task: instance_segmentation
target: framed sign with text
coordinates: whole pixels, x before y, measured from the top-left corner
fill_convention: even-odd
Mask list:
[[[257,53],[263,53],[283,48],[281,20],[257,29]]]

== == ==

§ **Work required**:
Convert the material above into a Markdown table with the columns Row and Line, putting each line with its number in its own row and leaving out blank lines.

§ **Full response**:
| Row | Line |
|---|---|
| 1 | task: instance_segmentation |
| 2 | target: framed sign with text |
| 3 | coordinates: whole pixels, x before y, measured from the top-left corner |
| 4 | fill_convention: even-odd |
| 5 | Mask list: |
| 6 | [[[257,53],[263,53],[283,48],[281,20],[257,29]]] |